Output the data exactly, with every line intact.

##############################

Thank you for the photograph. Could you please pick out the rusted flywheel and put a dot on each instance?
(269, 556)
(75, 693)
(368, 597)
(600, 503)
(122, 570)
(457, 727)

##############################

• [YOUR RESPONSE]
Thank you for the photograph. Could you please pick out the rusted flywheel and put a dot on each instance?
(269, 556)
(75, 693)
(368, 597)
(600, 503)
(122, 570)
(457, 727)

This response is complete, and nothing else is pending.